## Reading passage
• • • •

Food plot seed selection is frequently divided into spring and fall, but a better division is spring, summer and fall.
Summer plantings should go in from May through June. You can eliminate many seeds for consideration for this planting, including clovers, brassicas and cereal grains such as wheat, oats and rye. The clovers are best for early spring and fall; all of the others are better for late summer and early fall.
So what do you plant in May and June? The answer is simple: annuals. You want crops that come up quickly, grow fast, offer protein-rich forage in their leaves and are drought-tolerant, thriving during hot dry summer months.
This boils down to three main choices: cowpeas, forage soybeans and lablab. These plants all provide an incredible amount of forage, up to 5 tons or more per acre, and often grow so thick and tall that they offer cover as well as food, with bucks bedding right in the plots.
Beans and peas should be planted 1/2 to 1 inch deep, after making sure your pH level is adequate. Add a fertilizer such as 5-10-10 or better yet, do a soil test and follow the specific recommendations.
I've had good results with both cowpeas and lablab, but one of my favorite summer plantings of all are forage soybeans made by Eagle Seed. These beans are designed to hold their green leaves 6-8 weeks longer into the fall instead of going to seed, providing nutrition for deer until heavy frosts kill the plants. They also grow larger leaves than most beans, yielding up to 8 tons per acre with protein levels up to 40 percent.
Wildlife seed companies such as the Whitetail Institute, Mossy Oak BioLogic, Tecomate and Evolved Harvest also make a variety of useful pea, bean and lablab mixtures for summer plantings that provide high quality protein and hold up well through drought conditions. I've used most of these with good results. Check out the Bass Pro website or catalog for these companies' specific summer mixtures that will work best in your area. You can't go wrong with any of these selections.

• • • •

## Exercise instructions
Return the passage of the food plot article from "So what do you" up to and including "in the plots.", copied word for word.

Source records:
• • • •

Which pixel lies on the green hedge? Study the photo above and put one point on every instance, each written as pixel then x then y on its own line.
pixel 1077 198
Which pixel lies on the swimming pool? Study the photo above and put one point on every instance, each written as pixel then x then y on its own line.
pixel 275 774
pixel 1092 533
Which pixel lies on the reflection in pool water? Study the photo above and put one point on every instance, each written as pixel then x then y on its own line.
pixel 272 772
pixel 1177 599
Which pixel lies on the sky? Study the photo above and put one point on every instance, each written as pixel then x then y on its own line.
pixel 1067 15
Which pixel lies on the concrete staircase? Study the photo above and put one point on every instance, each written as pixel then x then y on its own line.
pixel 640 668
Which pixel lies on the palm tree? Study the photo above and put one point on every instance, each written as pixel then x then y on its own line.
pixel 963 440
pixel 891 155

• • • •

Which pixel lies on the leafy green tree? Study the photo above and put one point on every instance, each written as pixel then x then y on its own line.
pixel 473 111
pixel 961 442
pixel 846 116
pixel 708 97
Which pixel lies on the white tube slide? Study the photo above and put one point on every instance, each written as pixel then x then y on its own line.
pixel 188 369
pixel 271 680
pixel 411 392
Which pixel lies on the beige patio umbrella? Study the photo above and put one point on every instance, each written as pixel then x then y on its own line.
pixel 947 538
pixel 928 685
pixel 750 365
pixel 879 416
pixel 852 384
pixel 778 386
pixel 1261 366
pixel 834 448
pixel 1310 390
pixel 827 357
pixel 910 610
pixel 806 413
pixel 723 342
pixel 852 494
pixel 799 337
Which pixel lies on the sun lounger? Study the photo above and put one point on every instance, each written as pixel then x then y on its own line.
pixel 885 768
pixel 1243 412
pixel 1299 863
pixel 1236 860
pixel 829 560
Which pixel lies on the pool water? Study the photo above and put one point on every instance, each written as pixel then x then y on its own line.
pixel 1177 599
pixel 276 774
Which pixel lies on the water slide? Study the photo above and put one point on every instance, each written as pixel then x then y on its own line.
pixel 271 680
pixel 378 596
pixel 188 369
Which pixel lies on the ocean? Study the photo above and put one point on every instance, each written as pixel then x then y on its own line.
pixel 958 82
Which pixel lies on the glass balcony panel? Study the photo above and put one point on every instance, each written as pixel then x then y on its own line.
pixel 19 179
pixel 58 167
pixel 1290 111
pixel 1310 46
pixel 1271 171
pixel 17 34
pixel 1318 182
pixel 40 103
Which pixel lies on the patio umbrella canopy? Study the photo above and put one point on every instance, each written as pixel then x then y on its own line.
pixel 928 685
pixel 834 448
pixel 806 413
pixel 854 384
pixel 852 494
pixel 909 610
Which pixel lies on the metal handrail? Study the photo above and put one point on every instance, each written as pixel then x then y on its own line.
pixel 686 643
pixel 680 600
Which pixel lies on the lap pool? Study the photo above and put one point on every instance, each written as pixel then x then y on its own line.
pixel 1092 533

• • • •

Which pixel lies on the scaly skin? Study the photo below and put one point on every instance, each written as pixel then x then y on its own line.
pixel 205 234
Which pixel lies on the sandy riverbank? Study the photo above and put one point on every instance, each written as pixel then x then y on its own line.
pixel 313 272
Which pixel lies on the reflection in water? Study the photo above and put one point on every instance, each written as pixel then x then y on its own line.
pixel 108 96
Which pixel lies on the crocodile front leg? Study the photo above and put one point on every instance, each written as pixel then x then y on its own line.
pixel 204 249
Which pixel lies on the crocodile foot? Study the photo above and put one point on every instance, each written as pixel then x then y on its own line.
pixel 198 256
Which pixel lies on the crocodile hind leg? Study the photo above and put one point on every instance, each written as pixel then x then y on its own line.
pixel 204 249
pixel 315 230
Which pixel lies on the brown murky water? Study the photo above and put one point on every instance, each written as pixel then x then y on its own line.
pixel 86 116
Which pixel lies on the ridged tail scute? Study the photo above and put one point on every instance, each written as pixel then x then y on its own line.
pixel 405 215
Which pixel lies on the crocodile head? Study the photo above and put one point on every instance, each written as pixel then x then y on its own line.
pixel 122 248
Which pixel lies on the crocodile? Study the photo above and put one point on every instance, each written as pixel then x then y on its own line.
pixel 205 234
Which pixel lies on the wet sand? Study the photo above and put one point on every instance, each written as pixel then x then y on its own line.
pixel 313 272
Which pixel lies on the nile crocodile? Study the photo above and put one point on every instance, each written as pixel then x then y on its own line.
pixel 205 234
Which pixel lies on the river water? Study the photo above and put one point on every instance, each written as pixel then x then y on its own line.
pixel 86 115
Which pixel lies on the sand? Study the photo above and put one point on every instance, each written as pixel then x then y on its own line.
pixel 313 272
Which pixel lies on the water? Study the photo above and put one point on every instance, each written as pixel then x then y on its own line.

• • • •

## Output of the exercise
So what do you plant in May and June? The answer is simple: annuals. You want crops that come up quickly, grow fast, offer protein-rich forage in their leaves and are drought-tolerant, thriving during hot dry summer months.
This boils down to three main choices: cowpeas, forage soybeans and lablab. These plants all provide an incredible amount of forage, up to 5 tons or more per acre, and often grow so thick and tall that they offer cover as well as food, with bucks bedding right in the plots.